Please write the next part of the outline on planning a medical device clinical study, starting after its last line about the durability of device safety or effectiveness.

### [PASSAGE]
[Start of Attachment]

Background of medical issue, the study goals, and why this study will further the science.

A Detailed Description of the Device Understudy

• Previous studies (preclinical and clinical).
• Summary of available data.
• Why is a clinical study needed at this stage?
• What evidence supports this study/device's safety and the study data's potential to be meaningful?
• Are there outstanding safety questions that should be addressed with preclinical data?

Risk analysis

Should include:

• What are the potential risks to the patient?
• Does the study mitigate the risks where possible?
• Are the risks outweighed by the potential for benefit and/or value of the study?
• Patient monitoring and follow-up plan.
• Inclusion and exclusion criteria.
• Informed consent document.
• Sample size and the number of investigational centers, with justification.

Submission Elements, Pivotal IDEs

Primary and Secondary Endpoints

Discussion of the appropriateness of endpoint parameters, hypotheses, and success criteria

Basic Trial Design

• Controlled? If not, why not?
•   Randomized? If not, why not?
•   Blinded? If not, why not?

Trial Conduct and Study Monitoring

• Sponsor blinding
• Data handling and adjudication process
• Independent committees
• Case report forms
• Is the right information being gathered to support the study endpoints, and are investigators adequately prompted to report adverse events?

Primary Endpoint Design

Should evaluate the safety and effectiveness of the device in the population expected to be indicated.

• Generally divided into 1 or more “safety” endpoints and 1 or more “effectiveness” endpoints.
• A study will be considered successful if both the safety and effectiveness endpoints are met.
• The clinical protocol should clearly and prospectively detail: — Methods for obtaining endpoint data — Definitions for what will be counted as a primary event in the analysis — Situations in which patient data will be excluded — How missing data will be handled — How the impact of covariates will be assessed.

Sample Size & Follow-Up

Driven by either:

• Primary safety endpoint
• Primary effectiveness endpoint

The minimum number of patients and/or minimum duration of follow-up may be required depending on:

• Understanding of the device's safety and effectiveness  
• concerns regarding the durability of device safety or effectiveness.

[End of Attachment]

### [RECORD EXTRACTS]
[Start of Attachment]

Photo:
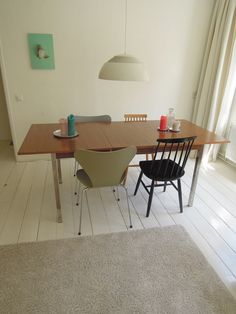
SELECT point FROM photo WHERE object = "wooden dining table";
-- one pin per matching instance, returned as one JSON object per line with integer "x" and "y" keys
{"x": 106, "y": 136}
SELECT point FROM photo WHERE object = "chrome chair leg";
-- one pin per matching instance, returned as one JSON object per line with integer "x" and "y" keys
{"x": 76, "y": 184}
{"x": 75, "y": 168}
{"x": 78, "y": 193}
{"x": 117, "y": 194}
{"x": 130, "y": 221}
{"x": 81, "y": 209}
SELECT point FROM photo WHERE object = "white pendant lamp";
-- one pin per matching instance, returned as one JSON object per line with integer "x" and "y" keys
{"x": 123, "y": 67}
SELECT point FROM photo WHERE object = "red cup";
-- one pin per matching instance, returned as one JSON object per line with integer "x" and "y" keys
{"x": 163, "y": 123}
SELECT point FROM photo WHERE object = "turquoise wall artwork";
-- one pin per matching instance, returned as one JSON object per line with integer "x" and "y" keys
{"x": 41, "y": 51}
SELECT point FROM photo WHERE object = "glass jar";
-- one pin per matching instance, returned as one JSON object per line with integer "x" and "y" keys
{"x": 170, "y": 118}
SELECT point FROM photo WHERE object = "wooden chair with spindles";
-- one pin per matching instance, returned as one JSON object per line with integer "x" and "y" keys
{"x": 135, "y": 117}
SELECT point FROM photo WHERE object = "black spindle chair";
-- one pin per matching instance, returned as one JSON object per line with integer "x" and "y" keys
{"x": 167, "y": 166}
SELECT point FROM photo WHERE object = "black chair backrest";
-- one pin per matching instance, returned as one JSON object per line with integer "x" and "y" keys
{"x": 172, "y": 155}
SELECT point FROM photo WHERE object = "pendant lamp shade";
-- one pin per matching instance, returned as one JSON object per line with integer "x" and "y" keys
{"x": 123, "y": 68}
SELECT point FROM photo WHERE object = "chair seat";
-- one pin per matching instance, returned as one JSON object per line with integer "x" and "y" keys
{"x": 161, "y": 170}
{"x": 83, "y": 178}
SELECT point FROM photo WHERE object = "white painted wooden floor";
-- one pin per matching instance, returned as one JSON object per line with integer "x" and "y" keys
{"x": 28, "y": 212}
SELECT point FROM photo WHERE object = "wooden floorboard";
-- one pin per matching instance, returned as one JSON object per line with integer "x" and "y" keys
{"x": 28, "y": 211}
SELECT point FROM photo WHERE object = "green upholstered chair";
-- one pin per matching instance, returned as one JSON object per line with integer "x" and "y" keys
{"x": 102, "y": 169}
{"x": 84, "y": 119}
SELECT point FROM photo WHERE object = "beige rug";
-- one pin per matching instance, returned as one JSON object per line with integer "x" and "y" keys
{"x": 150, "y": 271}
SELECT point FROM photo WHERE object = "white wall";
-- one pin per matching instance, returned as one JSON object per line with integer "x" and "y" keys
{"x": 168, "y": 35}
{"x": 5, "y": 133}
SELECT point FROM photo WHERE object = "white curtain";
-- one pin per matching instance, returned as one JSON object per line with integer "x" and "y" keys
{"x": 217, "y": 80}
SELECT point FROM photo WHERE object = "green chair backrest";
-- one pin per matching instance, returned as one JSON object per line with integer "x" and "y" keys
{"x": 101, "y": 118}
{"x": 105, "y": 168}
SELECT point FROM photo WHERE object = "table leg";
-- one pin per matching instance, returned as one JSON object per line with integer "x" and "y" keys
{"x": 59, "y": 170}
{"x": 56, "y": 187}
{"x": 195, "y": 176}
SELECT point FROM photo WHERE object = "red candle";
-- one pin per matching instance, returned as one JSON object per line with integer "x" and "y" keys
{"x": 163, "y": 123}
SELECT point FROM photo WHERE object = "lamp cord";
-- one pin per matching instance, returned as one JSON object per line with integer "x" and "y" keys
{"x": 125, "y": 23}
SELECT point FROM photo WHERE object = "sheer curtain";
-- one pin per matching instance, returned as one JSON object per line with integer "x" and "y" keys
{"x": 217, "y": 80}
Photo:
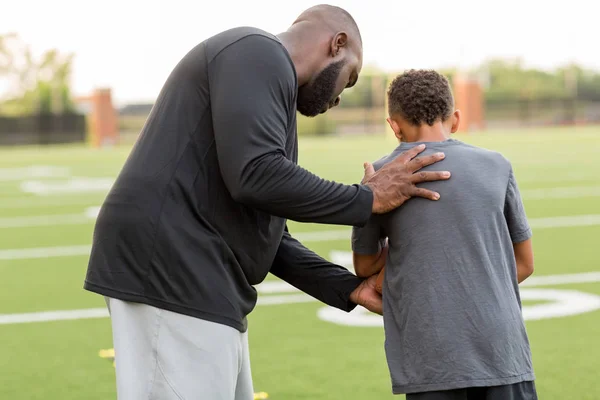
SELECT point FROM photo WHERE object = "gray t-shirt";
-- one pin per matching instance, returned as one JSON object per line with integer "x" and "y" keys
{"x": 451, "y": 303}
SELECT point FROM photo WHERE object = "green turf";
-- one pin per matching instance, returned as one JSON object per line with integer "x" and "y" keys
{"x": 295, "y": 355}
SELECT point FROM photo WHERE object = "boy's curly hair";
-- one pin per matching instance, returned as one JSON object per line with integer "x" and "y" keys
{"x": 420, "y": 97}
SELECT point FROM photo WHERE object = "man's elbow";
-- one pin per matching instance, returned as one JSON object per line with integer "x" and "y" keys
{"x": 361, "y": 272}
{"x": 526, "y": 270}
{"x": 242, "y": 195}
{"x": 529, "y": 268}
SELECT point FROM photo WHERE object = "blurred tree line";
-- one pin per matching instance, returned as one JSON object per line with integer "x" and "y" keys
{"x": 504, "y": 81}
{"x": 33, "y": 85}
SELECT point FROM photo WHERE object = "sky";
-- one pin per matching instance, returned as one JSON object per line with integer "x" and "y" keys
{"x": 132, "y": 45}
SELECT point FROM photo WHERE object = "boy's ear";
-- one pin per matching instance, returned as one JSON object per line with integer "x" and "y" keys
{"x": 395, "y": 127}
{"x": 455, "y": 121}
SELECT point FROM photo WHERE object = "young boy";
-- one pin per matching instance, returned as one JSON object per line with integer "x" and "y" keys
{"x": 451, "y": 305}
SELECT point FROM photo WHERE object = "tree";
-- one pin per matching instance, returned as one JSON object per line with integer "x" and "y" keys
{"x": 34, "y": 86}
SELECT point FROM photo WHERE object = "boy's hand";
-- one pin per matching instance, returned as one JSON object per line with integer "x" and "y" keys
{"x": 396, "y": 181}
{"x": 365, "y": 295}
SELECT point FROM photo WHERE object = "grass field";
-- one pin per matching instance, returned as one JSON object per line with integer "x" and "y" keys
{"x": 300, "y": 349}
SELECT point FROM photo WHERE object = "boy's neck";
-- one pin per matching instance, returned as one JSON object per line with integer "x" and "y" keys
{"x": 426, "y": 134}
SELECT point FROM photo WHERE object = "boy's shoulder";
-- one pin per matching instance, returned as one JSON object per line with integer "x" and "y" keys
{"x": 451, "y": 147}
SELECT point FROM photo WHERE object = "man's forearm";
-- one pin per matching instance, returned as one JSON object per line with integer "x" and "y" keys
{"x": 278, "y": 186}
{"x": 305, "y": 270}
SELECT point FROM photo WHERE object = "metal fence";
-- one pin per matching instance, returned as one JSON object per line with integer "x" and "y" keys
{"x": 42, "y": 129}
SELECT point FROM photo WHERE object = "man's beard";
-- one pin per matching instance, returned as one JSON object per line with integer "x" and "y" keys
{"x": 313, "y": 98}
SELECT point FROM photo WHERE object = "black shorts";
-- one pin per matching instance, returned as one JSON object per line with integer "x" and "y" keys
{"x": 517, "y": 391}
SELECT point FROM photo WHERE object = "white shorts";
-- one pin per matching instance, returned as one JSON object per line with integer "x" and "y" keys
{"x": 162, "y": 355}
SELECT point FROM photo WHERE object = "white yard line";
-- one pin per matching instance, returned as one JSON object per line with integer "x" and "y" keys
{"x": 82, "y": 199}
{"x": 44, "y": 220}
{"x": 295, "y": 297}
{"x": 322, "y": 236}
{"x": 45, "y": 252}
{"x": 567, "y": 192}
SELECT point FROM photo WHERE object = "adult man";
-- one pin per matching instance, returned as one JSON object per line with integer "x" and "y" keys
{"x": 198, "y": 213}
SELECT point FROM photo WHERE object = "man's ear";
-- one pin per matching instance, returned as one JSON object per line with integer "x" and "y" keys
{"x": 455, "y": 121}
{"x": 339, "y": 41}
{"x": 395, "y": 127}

[End of Attachment]

### [EXERCISE ANSWER]
Secondary Endpoints

Generally used to evaluate additional meaningful claims.

• Generally only considered if primary endpoints are successful.
• It should be used to provide further insight into the device's effects and mechanisms of action.
• Definitions and analysis methods should be clearly detailed prospectively.
• Not considered “statistically significant” unless a pre-specified alpha allocation plan is in the protocol, even if the p-value is < 0.05.
  

FDA’s IDE Review Decisions

1. Approval — Approves the trial for a specified number of patients and investigational centers.
2. Approval with Conditions — Allows sponsor to begin the trial if the sponsor agrees to address the conditions (deficiencies) from the conditional approval letter within 45 days.
3. Disapproval — The trial may not start until the sponsor addresses the letter's deficiencies, submits this information to the FDA, and receives approval.

Conclusions

One size does not fit all for device trials. Pivotal studies should be designed to evaluate whether there is a “reasonable assurance of safety and effectiveness.” PMA approbation is based upon a Benefit-Risk assessment that strongly considers the outcome of primary safety and effectiveness endpoints. Secondary endpoints are generally used to support claims if the primary endpoints are successful. All endpoint analyses and definitions should be clearly pre-specified in the approved clinical protocol.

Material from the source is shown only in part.